TASKS TO COMPLETE
• A. Answer these questions from the research project descriptions, one answer per line:
(i) In the speaker verification project, what two things are low-level spectral features known to be sensitive to?
(ii) What funding source is listed for the speaker verification project?
(iii) In the microarray project, which genomic dataset is cited as an example of a more difficult one?
• B. Extend the research project descriptions with one further project entry in the same style, starting after the last entry shown.

TEXT SECTION
+++

Articulatory Feature-Based Pronunciation Modeling for Robust Speaker Verification Conventional voice biometric systems typically model the vocal-tract characteristics of speakers by extracting the low-level spectral information from speech signals. These features, however, are known to be sensitive to channel mismatch and background noise. It is commonly believed that apart from using spectral contents, humans also recognize speakers based on their speaking style, prosody, intonation, accent, pronunciation characteristics, and so on. These high-level features carry the personality traits of individuals and are expected to be less susceptible to channel effects and background noise. This project aims to (1) capture the pronunciation characteristics of speakers by modeling how they articulate speech and (2) combine the pronunciation characteristics with spectral features for speaker verification. The project will provide new solutions to some of the practical problems encountered by speaker verification researchers today. These solutions will potentially help telecommunication service providers and financial service providers to open up new markets. Investigator: M.W. Mak and S.Y. Kung Funding Source: RGC Direct Allocation
Coherence Models for Microarray Data Analysis With the recent advances in DNA microarray technology, it has become possible to measure the expression level of thousands of genes across hundreds of experimental conditions. The ability to discover hidden patterns in gene expression data has significant impact on drug design and the development of new treatments with maximum efficacy and minimum side effects. Machine learning techniques offer a viable approach to cluster discovery from microarray data, which involves identifying and classifying biologically relevant groups in genes and conditions. It has been recognized that genes (whether or not they belong to the same gene group) may be co-expressed via a variety of pathways. Therefore, they can be adequately described by a diversity of coherence models. In fact, it is known that a gene may participate in multiple pathways that may or may not be co-active under all conditions. It is therefore biologically meaningful to simultaneously divide genes into functional groups and conditions into co-active categories – leading to the so-called biclustering analysis. For this, we have proposed a comprehensive set of coherence models to cope with various plausible regulation processes. Furthermore, a multi-modality biclustering analysis based on the fusion of different coherence models appears to be promising because the expression level of genes from the same group may follow more than one coherence models. This proposal aims to (1) extend our biclustering algorithms to more difficult genomic dataset (e.g., lymphoma) and (2) conduct performance analysis to confirm that the proposed multi-modality approach enjoys the advantage of high prediction performance. Investigator: M.W. Mak and S.Y. Kung Funding Source: PolyU Internal Compeitive Research Grant, 2006.

+++

RECORDED DATA

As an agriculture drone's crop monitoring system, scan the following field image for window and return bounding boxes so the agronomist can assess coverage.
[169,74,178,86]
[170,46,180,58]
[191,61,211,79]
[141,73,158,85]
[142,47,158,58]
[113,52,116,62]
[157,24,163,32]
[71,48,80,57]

+++

SOLVED PROBLEMS
• A.
(i) Channel mismatch and background noise.
(ii) RGC Direct Allocation.
(iii) Lymphoma.

• B.
Mobile Phone-Based Speaker Verification via Blind Stochastic Feature Transformation While today’s speaker verification systems perform reasonably well under controlled conditions, their performance is often compromised under real-world environments. In particular, variations in handset characteristics are known to be the major cause of performance degradation. Research has found that the effect of handset variations can be greatly reduced if handset characteristics are known a priori. However, this requirement limits the scale of the systems because maintaining a handset database for storing the information of all possible handset models is a great challenge. Our proposal overcomes this problem by means of a blind feature transformation approach in which the transformation parameters are determined online without any a priori knowledge of handset characteristics, which makes the method more appropriate for large-scale deployment. The project will provide new solutions to some of the practical problems encountered by speaker verification researchers today. These solutions will potentially help telecommunication service providers and financial service providers to open up new markets. Investigator: M.W. Mak and S.Y. Kung Funding Source: RGC Competitive Bids, 2005.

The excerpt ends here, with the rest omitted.